EXERCISE TASK: Please report every line below that contains the word "dumpster", copying each such line in full. Match case exactly.

━━━━━ SUPPLIED INFORMATION ━━━━━

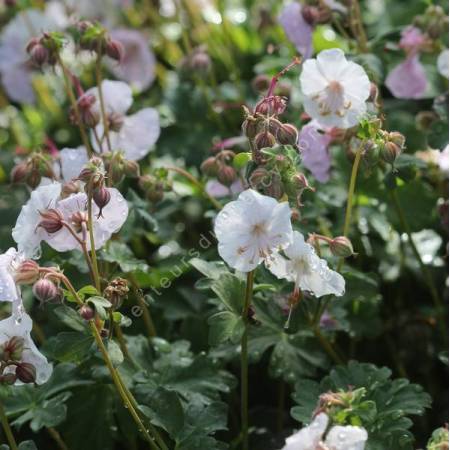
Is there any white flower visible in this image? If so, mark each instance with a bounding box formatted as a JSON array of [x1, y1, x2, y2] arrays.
[[45, 188, 128, 252], [85, 80, 161, 161], [268, 231, 345, 297], [12, 183, 61, 258], [282, 413, 367, 450], [0, 310, 53, 384], [214, 189, 292, 272], [0, 248, 24, 302], [300, 48, 370, 128], [437, 48, 448, 78]]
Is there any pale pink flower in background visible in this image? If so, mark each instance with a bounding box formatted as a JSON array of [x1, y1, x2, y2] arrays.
[[0, 312, 53, 385], [0, 248, 24, 302], [282, 413, 368, 450], [437, 48, 448, 78], [12, 183, 61, 258], [205, 178, 244, 198], [214, 189, 292, 272], [385, 54, 427, 99], [300, 48, 370, 129], [85, 80, 161, 161], [278, 2, 313, 59], [108, 28, 156, 92], [298, 120, 333, 183], [45, 188, 128, 252], [268, 231, 345, 297]]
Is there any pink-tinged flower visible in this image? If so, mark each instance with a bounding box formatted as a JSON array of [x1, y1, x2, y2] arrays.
[[85, 80, 161, 161], [300, 48, 370, 129], [0, 312, 53, 385], [385, 54, 427, 98], [278, 3, 313, 59], [109, 29, 156, 92], [205, 178, 244, 198], [398, 26, 426, 54], [282, 413, 368, 450], [437, 48, 448, 78], [298, 121, 332, 183], [214, 189, 292, 272]]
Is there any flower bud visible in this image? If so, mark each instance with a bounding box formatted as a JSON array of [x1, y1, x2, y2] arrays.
[[38, 208, 64, 234], [276, 123, 298, 145], [92, 186, 111, 216], [78, 305, 95, 320], [33, 278, 59, 303], [105, 39, 125, 63], [200, 156, 219, 177], [217, 165, 237, 186], [16, 362, 36, 383], [0, 373, 17, 386], [14, 259, 39, 284], [329, 236, 355, 258], [1, 336, 25, 361], [381, 142, 402, 164], [254, 131, 276, 150]]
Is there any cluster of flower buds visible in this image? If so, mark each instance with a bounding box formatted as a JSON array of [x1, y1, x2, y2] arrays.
[[26, 31, 64, 67], [138, 169, 172, 203], [0, 336, 36, 385], [200, 150, 237, 187], [11, 152, 55, 189], [414, 5, 448, 39], [180, 45, 211, 77], [77, 20, 125, 62], [103, 277, 130, 309], [102, 152, 140, 184]]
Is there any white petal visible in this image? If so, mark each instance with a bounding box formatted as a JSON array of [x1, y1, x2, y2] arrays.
[[59, 146, 89, 182], [325, 426, 367, 450], [110, 108, 161, 161], [0, 308, 53, 384], [12, 183, 61, 258], [282, 413, 328, 450]]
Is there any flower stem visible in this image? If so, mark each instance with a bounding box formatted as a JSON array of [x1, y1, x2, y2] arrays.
[[58, 55, 93, 156], [95, 51, 112, 152], [0, 402, 19, 450], [391, 190, 447, 340], [337, 142, 364, 272], [241, 270, 255, 450]]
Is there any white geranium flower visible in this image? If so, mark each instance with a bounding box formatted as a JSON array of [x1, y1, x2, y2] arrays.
[[0, 312, 53, 384], [214, 189, 292, 272], [85, 80, 161, 161], [437, 48, 448, 78], [12, 183, 61, 258], [45, 188, 128, 252], [282, 413, 368, 450], [300, 48, 370, 128], [268, 231, 345, 297], [0, 248, 24, 302]]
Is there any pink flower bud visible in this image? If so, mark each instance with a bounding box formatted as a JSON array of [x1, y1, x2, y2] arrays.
[[16, 362, 36, 383], [38, 208, 64, 234], [14, 259, 39, 284], [33, 278, 60, 302], [329, 236, 355, 258]]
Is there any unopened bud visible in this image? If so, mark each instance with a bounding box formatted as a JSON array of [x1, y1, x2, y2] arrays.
[[276, 123, 298, 145], [16, 362, 36, 383], [105, 39, 125, 63], [200, 156, 219, 177], [78, 305, 95, 320], [329, 236, 355, 258], [33, 278, 60, 302], [255, 131, 277, 150], [14, 259, 39, 284], [217, 165, 237, 186], [38, 208, 64, 234]]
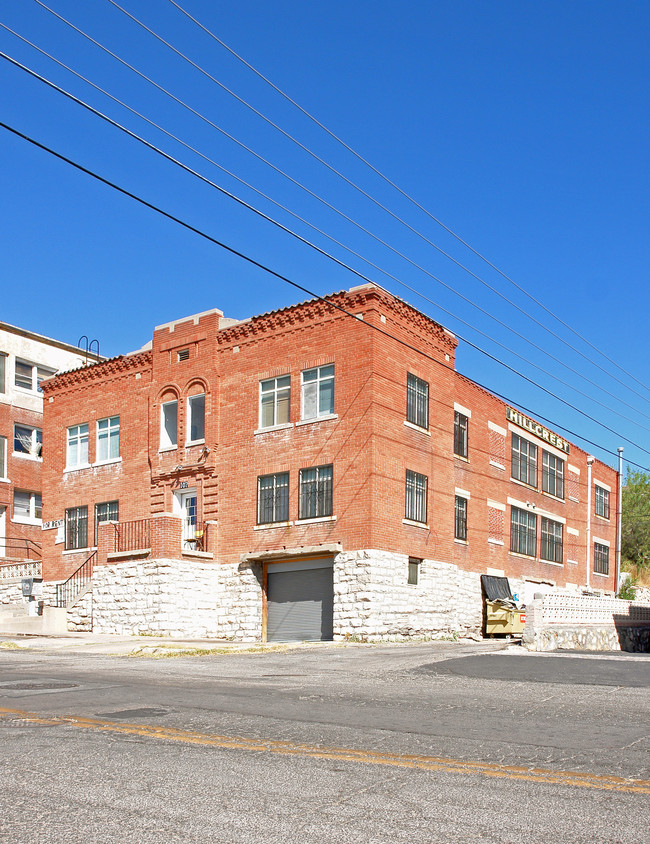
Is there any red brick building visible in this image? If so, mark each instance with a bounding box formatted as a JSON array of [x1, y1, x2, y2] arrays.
[[38, 285, 617, 639]]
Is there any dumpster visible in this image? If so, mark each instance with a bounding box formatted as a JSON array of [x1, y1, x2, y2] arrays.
[[481, 574, 526, 636]]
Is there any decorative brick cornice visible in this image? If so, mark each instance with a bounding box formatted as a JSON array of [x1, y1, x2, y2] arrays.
[[41, 351, 152, 396], [217, 285, 457, 351]]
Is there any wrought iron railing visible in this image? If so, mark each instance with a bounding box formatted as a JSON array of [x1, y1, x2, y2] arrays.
[[0, 536, 43, 560], [56, 551, 97, 607], [115, 519, 151, 552]]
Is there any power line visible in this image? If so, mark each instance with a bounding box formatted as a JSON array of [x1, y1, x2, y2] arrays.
[[0, 121, 650, 472], [100, 0, 649, 400], [166, 0, 649, 402], [0, 22, 650, 432]]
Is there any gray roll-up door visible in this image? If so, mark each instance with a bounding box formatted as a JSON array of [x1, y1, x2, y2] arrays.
[[266, 561, 334, 642]]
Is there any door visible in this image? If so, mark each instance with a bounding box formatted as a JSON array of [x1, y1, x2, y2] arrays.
[[266, 557, 334, 642]]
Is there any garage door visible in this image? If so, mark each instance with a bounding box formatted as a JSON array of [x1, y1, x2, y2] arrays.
[[266, 558, 334, 642]]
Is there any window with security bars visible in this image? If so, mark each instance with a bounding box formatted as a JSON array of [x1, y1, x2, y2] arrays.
[[298, 464, 333, 519], [406, 372, 429, 428], [259, 375, 291, 428], [94, 501, 120, 545], [510, 507, 537, 557], [65, 506, 88, 551], [257, 472, 289, 525], [594, 484, 609, 519], [542, 451, 564, 498], [594, 542, 609, 574], [405, 469, 427, 524], [512, 434, 537, 487], [539, 516, 564, 563], [454, 495, 467, 540], [454, 410, 469, 457]]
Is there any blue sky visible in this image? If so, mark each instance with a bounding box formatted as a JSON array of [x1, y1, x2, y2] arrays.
[[0, 0, 650, 466]]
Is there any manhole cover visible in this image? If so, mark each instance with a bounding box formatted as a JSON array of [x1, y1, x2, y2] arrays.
[[0, 681, 77, 692], [96, 706, 168, 720]]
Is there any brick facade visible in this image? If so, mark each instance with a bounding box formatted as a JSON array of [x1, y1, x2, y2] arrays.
[[36, 285, 617, 636]]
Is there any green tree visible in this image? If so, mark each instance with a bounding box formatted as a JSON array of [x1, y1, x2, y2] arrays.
[[621, 467, 650, 570]]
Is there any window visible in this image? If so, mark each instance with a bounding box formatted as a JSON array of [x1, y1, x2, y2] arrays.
[[405, 469, 427, 524], [594, 542, 609, 574], [408, 557, 422, 586], [298, 464, 332, 519], [539, 516, 564, 563], [454, 495, 467, 541], [14, 489, 43, 522], [66, 423, 88, 469], [14, 358, 56, 393], [94, 501, 120, 545], [454, 410, 469, 457], [14, 425, 43, 457], [300, 363, 334, 419], [542, 451, 564, 498], [406, 372, 429, 428], [595, 484, 609, 519], [97, 416, 120, 463], [260, 375, 291, 428], [512, 434, 537, 487], [65, 507, 88, 551], [257, 472, 289, 525], [510, 507, 537, 557], [160, 401, 178, 448], [187, 393, 205, 443]]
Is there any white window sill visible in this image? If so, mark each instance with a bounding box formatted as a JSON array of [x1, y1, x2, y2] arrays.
[[404, 419, 431, 437], [11, 451, 43, 463], [253, 522, 293, 530], [402, 519, 429, 530], [296, 413, 339, 428], [92, 457, 122, 468], [253, 422, 293, 434], [63, 463, 91, 475]]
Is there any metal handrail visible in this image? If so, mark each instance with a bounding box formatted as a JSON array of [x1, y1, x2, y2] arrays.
[[56, 551, 97, 607]]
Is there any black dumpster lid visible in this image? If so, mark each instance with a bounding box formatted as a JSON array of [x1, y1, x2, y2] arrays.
[[481, 574, 513, 601]]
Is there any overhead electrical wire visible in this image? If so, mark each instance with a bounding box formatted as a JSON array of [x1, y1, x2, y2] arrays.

━━━━━

PROBLEM SOLUTION:
Is there any dumpster visible in this image? If so, mark each instance with a bounding box formatted as a JSON array of [x1, y1, x2, y2] arrays.
Is there any black dumpster lid visible in this image? If so, mark each instance with a bounding box formatted as a JSON array of [x1, y1, x2, y2] arrays.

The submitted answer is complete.